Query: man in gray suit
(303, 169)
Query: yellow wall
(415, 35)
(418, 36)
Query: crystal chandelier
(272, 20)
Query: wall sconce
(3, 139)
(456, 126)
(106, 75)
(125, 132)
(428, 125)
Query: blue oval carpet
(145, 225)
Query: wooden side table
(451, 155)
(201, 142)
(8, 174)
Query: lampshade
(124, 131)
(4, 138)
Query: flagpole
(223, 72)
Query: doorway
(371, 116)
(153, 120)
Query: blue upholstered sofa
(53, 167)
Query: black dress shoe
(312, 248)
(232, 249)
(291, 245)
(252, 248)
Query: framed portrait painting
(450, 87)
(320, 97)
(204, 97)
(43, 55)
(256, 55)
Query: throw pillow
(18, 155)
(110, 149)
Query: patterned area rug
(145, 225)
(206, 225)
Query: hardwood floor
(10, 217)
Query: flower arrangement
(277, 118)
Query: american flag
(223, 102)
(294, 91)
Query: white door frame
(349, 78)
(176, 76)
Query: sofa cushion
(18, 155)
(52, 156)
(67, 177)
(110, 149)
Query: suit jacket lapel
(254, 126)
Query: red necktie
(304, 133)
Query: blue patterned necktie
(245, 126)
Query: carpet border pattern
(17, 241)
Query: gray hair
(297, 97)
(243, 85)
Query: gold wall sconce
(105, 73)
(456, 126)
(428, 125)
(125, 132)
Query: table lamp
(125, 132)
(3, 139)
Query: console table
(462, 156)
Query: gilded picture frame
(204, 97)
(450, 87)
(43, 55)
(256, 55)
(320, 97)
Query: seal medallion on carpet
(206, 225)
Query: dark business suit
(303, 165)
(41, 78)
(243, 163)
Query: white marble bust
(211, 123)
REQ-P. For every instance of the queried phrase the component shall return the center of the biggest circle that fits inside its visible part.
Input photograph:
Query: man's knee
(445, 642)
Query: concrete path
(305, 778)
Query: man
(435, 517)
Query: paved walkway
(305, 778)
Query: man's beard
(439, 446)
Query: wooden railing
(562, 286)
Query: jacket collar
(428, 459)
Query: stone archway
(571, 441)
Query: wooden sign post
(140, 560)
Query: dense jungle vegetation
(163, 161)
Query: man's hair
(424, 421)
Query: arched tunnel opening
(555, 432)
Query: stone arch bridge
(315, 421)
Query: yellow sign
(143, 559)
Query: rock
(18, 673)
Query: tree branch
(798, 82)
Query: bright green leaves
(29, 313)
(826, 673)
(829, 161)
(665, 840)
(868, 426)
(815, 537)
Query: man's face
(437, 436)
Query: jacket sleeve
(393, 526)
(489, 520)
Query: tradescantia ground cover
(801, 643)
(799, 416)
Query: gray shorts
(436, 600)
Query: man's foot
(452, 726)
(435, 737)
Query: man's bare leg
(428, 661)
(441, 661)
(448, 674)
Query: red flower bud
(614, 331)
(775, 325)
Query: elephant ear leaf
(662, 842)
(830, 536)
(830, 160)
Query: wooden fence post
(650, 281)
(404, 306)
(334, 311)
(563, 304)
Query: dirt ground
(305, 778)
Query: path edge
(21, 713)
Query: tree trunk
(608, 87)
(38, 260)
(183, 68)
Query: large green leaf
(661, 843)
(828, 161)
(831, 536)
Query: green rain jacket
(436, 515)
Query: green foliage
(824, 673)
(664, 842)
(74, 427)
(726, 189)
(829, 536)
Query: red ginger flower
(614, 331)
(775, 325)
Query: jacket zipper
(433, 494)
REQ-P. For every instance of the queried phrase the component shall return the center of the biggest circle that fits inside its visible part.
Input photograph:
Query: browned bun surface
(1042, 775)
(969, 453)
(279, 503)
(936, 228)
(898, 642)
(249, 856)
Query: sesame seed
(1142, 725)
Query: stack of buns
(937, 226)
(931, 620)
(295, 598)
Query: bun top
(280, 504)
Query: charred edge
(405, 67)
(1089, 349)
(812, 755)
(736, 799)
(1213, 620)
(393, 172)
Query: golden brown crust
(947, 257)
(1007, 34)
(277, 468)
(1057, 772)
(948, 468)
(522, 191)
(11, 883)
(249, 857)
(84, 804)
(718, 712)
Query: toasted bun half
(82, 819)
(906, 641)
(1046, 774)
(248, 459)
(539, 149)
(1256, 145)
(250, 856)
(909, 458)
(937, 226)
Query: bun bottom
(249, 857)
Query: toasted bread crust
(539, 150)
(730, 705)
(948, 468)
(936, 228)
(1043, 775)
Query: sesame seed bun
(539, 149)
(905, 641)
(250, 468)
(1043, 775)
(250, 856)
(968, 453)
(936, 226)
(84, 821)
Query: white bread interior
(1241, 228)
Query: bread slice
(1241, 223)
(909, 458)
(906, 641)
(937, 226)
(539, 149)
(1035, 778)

+++

▶ [Written request]
Reproduce the material precisely, including every line.

▶ [Written solution]
Query: man in gray suit
(303, 169)
Query: yellow wall
(415, 35)
(418, 36)
Query: crystal chandelier
(272, 20)
Query: wall sconce
(3, 139)
(456, 126)
(106, 75)
(125, 132)
(428, 125)
Query: blue oval carpet
(145, 225)
Query: wooden side table
(451, 155)
(201, 142)
(8, 174)
Query: lampshade
(124, 131)
(4, 138)
Query: flagpole
(223, 72)
Query: doorway
(371, 116)
(153, 120)
Query: blue upholstered sofa
(53, 167)
Query: black dress shoe
(312, 248)
(232, 249)
(291, 245)
(252, 248)
Query: framed portrait painting
(450, 87)
(320, 97)
(204, 97)
(43, 55)
(256, 55)
Query: throw pillow
(18, 155)
(110, 149)
Query: patterned area rug
(145, 225)
(206, 225)
Query: hardwood floor
(10, 217)
Query: flower arrangement
(277, 118)
Query: american flag
(223, 102)
(294, 91)
Query: white door frame
(349, 78)
(176, 76)
Query: sofa cushion
(18, 155)
(52, 156)
(67, 177)
(110, 149)
Query: suit jacket lapel
(254, 126)
Query: red necktie
(304, 133)
Query: blue patterned necktie
(245, 126)
Query: carpet border pattern
(17, 241)
Query: gray hair
(297, 97)
(243, 85)
Query: gold wall sconce
(105, 73)
(456, 126)
(428, 125)
(125, 132)
Query: table lamp
(125, 132)
(3, 139)
Query: console table
(462, 156)
Query: gilded picture frame
(204, 97)
(450, 87)
(43, 55)
(256, 55)
(320, 97)
Query: seal medallion on carpet
(206, 225)
Query: dark business suit
(303, 165)
(41, 78)
(243, 163)
Query: white marble bust
(211, 123)
REQ-P. For every instance of the queried phrase the component shall return the center of the biggest circle that fits inside its visible part.
Input photograph:
Query: man's knee
(445, 642)
Query: concrete path
(305, 778)
Query: man
(435, 517)
Query: paved walkway
(305, 778)
Query: man's beard
(439, 446)
Query: wooden railing
(562, 286)
Query: jacket collar
(428, 459)
Query: stone archway
(571, 441)
Query: wooden sign post
(140, 560)
Query: dense jungle vegetation
(163, 161)
Query: man's hair
(424, 421)
Query: arched tunnel opening
(555, 432)
Query: stone arch bridge
(315, 421)
Query: yellow sign
(143, 559)
Query: rock
(18, 673)
Query: tree branch
(798, 82)
Query: bright green leaves
(29, 313)
(826, 673)
(829, 161)
(665, 840)
(868, 426)
(815, 537)
Query: man's face
(437, 436)
Query: jacket sleeve
(393, 526)
(489, 520)
Query: tradescantia ground cover
(801, 643)
(799, 416)
Query: gray shorts
(436, 600)
Query: man's foot
(452, 726)
(435, 737)
Query: man's bare leg
(428, 661)
(441, 661)
(448, 674)
Query: red flower bud
(614, 331)
(775, 325)
Query: elephant ear leaf
(662, 842)
(830, 536)
(830, 160)
Query: wooden fence post
(650, 281)
(404, 306)
(334, 311)
(563, 304)
Query: dirt ground
(305, 778)
Query: path edge
(21, 713)
Query: tree trunk
(608, 87)
(38, 260)
(183, 68)
Query: large green leaf
(661, 843)
(828, 161)
(831, 536)
Query: green rain jacket
(436, 515)
Query: green foliage
(824, 673)
(664, 842)
(74, 427)
(726, 189)
(829, 536)
Query: red ginger flower
(614, 331)
(775, 325)
Query: jacket zipper
(433, 494)
REQ-P. For every instance of the queried phrase the component shall return the center of the biggest circle that fits inside its visible part.
Input photograph:
Query: browned bun surface
(1042, 775)
(969, 453)
(279, 503)
(936, 228)
(898, 642)
(249, 856)
Query: sesame seed
(1142, 725)
Query: stack of buns
(937, 226)
(931, 620)
(295, 598)
Query: bun top
(280, 504)
Query: charred edge
(405, 67)
(1089, 349)
(812, 755)
(736, 799)
(1213, 620)
(393, 172)
Query: golden brown crust
(947, 257)
(1007, 34)
(277, 468)
(1057, 772)
(948, 468)
(522, 191)
(11, 883)
(249, 857)
(84, 804)
(718, 712)
Query: toasted bun half
(82, 819)
(906, 641)
(1046, 774)
(248, 459)
(539, 149)
(1256, 145)
(250, 856)
(909, 458)
(937, 226)
Query: bun bottom
(249, 857)
Query: toasted bread crust
(539, 150)
(730, 705)
(948, 468)
(936, 228)
(1043, 775)
Query: sesame seed bun
(539, 149)
(905, 641)
(250, 468)
(1043, 775)
(250, 856)
(968, 453)
(936, 226)
(84, 821)
Query: white bread interior
(1241, 228)
Query: bread slice
(1241, 223)
(909, 458)
(906, 641)
(937, 226)
(539, 149)
(1035, 778)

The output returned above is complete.